Scan the listing below for lines with "debris" in them. Give their number and nothing more.

Input for this task =>
============================================================

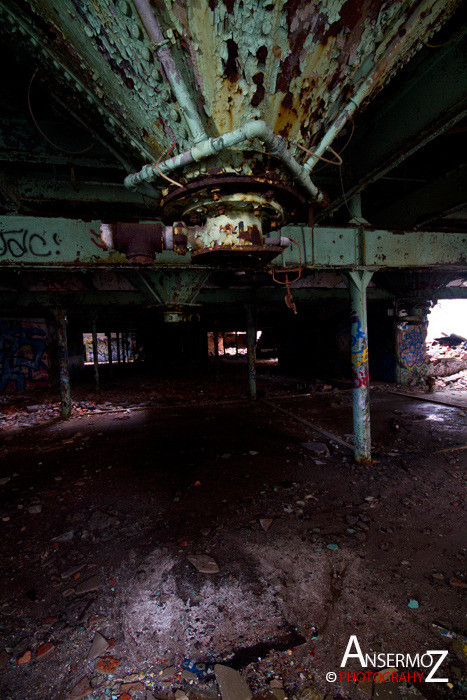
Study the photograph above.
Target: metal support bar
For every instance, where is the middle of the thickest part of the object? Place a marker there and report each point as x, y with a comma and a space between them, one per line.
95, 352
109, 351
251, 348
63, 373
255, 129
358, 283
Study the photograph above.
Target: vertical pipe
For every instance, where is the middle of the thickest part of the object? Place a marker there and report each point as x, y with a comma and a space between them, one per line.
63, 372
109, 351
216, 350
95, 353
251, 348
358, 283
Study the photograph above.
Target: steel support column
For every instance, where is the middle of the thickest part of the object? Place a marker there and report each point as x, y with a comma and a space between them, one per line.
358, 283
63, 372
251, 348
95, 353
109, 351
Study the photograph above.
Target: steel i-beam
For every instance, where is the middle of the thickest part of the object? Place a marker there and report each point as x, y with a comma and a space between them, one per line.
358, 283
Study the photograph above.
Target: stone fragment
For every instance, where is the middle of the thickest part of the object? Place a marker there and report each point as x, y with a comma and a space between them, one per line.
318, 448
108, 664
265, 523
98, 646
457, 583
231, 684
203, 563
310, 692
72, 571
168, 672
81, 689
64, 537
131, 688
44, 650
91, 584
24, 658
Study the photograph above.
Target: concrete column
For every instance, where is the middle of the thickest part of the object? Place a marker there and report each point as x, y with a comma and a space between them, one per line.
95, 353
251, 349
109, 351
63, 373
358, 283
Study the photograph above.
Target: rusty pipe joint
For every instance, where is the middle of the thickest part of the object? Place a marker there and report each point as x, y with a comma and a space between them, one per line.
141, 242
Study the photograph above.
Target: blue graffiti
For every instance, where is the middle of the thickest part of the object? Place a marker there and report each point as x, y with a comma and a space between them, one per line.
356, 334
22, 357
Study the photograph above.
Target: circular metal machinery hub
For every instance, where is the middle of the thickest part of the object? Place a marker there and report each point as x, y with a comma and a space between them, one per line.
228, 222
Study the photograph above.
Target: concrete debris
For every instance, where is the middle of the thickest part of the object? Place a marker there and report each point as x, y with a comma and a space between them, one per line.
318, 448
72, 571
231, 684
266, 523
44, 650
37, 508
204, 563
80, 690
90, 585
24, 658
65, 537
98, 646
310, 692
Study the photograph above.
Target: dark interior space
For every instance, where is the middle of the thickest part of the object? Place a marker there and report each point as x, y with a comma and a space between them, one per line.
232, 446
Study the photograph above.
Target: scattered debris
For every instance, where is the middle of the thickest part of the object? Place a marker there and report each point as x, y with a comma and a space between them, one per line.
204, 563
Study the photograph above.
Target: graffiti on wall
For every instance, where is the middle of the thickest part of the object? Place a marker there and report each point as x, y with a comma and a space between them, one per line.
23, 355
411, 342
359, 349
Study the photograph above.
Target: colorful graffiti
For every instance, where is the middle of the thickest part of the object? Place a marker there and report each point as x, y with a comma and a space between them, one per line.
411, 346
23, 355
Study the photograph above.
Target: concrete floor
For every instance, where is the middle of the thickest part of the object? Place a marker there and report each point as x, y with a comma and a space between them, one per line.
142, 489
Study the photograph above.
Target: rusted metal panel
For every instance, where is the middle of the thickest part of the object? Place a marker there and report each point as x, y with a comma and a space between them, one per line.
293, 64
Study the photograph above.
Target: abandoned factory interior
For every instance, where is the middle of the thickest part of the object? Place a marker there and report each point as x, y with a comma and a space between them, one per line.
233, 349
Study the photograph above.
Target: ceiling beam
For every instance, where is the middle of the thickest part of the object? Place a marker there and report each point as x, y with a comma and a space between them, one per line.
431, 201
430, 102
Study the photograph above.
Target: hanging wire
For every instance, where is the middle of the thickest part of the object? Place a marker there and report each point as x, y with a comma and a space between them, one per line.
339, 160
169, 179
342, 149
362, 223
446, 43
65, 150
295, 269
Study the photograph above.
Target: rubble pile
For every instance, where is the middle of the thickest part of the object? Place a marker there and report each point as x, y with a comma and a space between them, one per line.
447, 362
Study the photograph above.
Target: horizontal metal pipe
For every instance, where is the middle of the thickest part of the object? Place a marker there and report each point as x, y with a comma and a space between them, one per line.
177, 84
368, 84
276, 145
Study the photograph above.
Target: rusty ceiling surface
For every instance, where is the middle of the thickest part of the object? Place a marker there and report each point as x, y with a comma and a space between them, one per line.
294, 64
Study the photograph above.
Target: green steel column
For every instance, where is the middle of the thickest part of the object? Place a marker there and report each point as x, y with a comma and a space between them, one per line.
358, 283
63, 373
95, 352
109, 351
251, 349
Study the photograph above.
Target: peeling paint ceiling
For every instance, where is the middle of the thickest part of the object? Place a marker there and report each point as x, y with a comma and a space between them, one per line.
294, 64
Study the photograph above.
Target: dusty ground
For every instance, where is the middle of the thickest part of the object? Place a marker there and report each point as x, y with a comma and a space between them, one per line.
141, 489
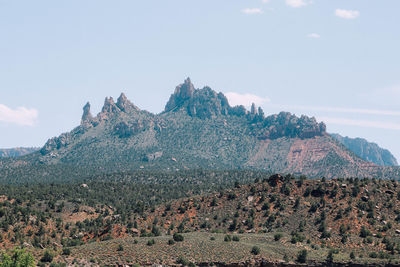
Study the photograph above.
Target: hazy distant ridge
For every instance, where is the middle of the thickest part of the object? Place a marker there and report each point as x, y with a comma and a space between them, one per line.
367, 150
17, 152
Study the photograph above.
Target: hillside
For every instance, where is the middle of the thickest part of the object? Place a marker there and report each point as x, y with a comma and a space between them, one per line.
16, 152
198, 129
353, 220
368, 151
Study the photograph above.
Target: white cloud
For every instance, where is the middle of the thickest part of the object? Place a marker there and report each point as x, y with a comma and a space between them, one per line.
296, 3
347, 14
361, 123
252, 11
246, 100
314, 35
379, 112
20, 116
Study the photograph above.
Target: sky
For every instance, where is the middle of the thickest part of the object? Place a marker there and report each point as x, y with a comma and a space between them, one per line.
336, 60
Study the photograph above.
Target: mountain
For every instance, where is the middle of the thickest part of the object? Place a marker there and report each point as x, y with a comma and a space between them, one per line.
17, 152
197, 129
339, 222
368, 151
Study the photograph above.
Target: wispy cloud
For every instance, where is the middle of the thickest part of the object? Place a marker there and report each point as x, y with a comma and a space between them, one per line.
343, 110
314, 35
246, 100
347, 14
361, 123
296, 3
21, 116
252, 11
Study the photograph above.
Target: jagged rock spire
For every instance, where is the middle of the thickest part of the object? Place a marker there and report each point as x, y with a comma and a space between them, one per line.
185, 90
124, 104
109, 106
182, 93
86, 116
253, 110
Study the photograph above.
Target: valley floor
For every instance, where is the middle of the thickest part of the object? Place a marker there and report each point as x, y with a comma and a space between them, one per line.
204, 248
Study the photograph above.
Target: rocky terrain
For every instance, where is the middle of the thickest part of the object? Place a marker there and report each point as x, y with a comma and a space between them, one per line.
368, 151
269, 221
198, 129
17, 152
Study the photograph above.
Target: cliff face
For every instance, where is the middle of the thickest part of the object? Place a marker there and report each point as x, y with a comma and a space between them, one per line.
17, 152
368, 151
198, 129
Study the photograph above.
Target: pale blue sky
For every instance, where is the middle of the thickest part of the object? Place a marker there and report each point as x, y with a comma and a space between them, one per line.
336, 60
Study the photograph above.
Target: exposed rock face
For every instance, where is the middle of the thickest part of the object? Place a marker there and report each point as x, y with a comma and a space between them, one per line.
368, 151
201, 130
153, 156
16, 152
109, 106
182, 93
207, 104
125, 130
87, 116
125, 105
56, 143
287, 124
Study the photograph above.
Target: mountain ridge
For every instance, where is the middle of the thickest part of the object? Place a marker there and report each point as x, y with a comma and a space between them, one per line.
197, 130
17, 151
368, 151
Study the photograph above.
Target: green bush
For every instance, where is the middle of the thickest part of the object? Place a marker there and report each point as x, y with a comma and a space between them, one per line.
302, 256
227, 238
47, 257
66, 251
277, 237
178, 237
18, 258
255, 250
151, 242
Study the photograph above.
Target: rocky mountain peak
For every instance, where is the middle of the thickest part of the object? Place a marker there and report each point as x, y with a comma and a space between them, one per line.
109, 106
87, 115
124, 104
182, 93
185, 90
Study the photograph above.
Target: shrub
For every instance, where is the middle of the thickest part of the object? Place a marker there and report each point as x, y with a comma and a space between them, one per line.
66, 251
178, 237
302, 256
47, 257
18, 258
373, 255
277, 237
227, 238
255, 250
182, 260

============================================================

Exercise output =>
2